**What you are asked to do:** Would you please restate every record exactly as written?

──────────────────────────────

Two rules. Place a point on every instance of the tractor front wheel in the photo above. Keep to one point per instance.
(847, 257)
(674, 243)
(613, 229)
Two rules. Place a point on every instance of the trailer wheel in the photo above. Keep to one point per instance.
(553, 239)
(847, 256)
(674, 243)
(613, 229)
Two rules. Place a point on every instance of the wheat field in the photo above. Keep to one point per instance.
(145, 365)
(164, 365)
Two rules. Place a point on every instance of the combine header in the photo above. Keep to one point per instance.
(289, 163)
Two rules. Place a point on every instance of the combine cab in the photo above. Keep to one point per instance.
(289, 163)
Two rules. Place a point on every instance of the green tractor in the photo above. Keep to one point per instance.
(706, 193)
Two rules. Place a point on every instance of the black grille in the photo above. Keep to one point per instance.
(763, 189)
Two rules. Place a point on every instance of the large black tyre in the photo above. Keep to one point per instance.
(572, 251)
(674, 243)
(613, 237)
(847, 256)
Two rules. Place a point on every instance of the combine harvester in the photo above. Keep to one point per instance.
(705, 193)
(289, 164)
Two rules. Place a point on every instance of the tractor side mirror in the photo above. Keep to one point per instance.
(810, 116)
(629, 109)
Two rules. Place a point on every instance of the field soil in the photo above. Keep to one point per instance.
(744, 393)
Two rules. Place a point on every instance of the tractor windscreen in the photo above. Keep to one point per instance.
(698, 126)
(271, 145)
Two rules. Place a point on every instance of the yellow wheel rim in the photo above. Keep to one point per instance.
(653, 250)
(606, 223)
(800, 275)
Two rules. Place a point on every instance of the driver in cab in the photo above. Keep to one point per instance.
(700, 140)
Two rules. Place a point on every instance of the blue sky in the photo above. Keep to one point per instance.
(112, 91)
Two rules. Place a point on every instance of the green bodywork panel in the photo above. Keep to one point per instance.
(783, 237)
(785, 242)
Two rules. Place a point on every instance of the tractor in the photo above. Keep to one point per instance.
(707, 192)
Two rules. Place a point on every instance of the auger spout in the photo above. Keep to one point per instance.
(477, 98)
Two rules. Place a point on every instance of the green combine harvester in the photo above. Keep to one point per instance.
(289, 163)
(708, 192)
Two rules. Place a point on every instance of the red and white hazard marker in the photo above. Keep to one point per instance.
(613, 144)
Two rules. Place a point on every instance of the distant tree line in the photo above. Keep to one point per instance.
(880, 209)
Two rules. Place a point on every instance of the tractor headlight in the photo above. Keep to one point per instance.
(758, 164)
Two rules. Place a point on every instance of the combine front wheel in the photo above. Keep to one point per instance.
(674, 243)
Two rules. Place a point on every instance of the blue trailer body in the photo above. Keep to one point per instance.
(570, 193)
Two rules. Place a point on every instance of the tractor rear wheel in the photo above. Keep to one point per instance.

──────────────────────────────

**Answer to this problem:**
Two rules. Place a point on every instance of the tractor front wheel in the photo above. Keep to one point per instance.
(847, 257)
(674, 243)
(613, 229)
Two rules. Place a point on every instance of the trailer wheel in the photo above. Keep to one point per instance.
(553, 239)
(847, 256)
(674, 243)
(613, 229)
Two rules. Place a point on every instance of the wheat field in the photo above. Keep to one point per instance.
(145, 365)
(164, 365)
Two rules. Place a point on every instance of the combine header in the photo above. Keep to one point per instance.
(289, 163)
Two rules. Place a point on every instance of the combine cab in the photo above. Keep to one point per instance.
(289, 163)
Two rules. Place a point on every instance of the green tractor in the photo above. Keep to one point per instance.
(706, 193)
Two rules. Place a point on every instance of the black grille in the photo above. Keep to one point per instance.
(763, 189)
Two rules. Place a point on every instance of the large black tyre in the photo above. Keep to one point per instance.
(572, 251)
(674, 243)
(613, 237)
(847, 256)
Two rules. Place a point on every instance of the combine harvester in the photo above. Keep to one point per instance.
(705, 193)
(289, 164)
Two rules. Place a point on every instance of the tractor side mirror in the photo above. Keep to one point per instance.
(810, 116)
(629, 109)
Two rules. Place a point on every instance of the field soil in the photo above. Keep to one point per instance.
(744, 393)
Two rules. Place a point on every instance of the tractor windscreen in the photo above. Keep to one point per instance.
(698, 126)
(271, 145)
Two rules. Place a point on every instance of the yellow wheel rim in the photo above. Keep to one point per instance.
(653, 250)
(606, 223)
(800, 275)
Two rules. Place a point on every instance of the driver in cab in the photo above. Keep to one point per instance.
(700, 140)
Two rules. Place a point on every instance of the blue sky in the photo above. Keep to one point per instance.
(112, 91)
Two rules. Place a point on every instance of the green bodywork panel in the photo above. Keep to one point per instance.
(783, 237)
(785, 242)
Two rules. Place a point on every instance of the tractor in the photo above. Keep to one point per instance.
(707, 192)
Two rules. Place a point on every instance of the auger spout in the photo above. Keep to one point per instance.
(477, 98)
Two rules. Place a point on every instance of the green combine harvester in the photo above. Keep to one point per instance.
(289, 163)
(708, 192)
Two rules. Place a point on every instance of the red and white hazard marker in the photo above. Keep to one point per instance.
(613, 144)
Two rules. Place a point on every instance of the distant tree line in the photo above. Keep to one point per instance.
(880, 209)
Two rules. Place a point on every instance of the tractor headlight in the photo above. Keep to one point per instance.
(758, 164)
Two rules. Place a point on every instance of the combine front wheel in the photo above. Keep to one point per instance.
(674, 243)
Two rules. Place a point on every instance of the blue trailer body in the photo above. Keep to one point per instance.
(570, 193)
Two rules. Place a point on every instance of the tractor rear wheel in the photo above. Keep to one point per instance.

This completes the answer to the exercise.